### JOB
Rewrite the records below, replacing every occurrence of "positive clicks" with "foreground clicks" and leaving everything else unchanged.

### GIVEN ENTRIES
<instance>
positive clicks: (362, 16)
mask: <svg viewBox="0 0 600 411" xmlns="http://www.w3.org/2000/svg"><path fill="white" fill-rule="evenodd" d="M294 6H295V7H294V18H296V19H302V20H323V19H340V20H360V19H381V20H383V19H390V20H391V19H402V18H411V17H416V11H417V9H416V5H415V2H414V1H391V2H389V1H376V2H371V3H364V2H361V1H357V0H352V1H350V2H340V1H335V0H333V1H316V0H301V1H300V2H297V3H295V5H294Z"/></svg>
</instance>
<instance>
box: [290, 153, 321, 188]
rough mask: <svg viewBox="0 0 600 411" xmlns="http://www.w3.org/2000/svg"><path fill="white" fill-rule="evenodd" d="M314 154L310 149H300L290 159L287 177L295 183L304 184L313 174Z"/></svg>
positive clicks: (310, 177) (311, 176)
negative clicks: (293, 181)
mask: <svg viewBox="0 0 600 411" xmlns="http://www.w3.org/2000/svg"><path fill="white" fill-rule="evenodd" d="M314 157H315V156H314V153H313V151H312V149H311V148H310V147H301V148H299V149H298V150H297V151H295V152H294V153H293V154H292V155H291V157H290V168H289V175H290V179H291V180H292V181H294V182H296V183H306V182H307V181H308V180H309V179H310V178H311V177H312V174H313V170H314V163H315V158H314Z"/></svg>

### RESULT
<instance>
foreground clicks: (362, 16)
mask: <svg viewBox="0 0 600 411" xmlns="http://www.w3.org/2000/svg"><path fill="white" fill-rule="evenodd" d="M294 6H295V7H294V18H296V19H302V20H323V19H340V20H360V19H381V20H383V19H390V20H391V19H402V18H411V17H416V11H417V9H416V5H415V2H414V1H391V2H389V1H376V2H371V3H364V2H361V1H357V0H352V1H350V2H340V1H335V0H333V1H316V0H301V1H300V2H297V3H295V5H294Z"/></svg>
</instance>
<instance>
box: [290, 153, 321, 188]
rough mask: <svg viewBox="0 0 600 411" xmlns="http://www.w3.org/2000/svg"><path fill="white" fill-rule="evenodd" d="M314 154L310 149H300L290 159L287 177L295 183L304 184L313 174Z"/></svg>
foreground clicks: (310, 177) (311, 176)
negative clicks: (293, 181)
mask: <svg viewBox="0 0 600 411" xmlns="http://www.w3.org/2000/svg"><path fill="white" fill-rule="evenodd" d="M314 157H315V156H314V153H313V151H312V149H311V148H310V147H301V148H299V149H298V150H297V151H295V152H294V153H293V154H292V155H291V157H290V168H289V175H290V179H291V180H292V181H294V182H296V183H306V182H307V181H308V180H309V179H310V178H311V177H312V174H313V170H314V163H315V158H314Z"/></svg>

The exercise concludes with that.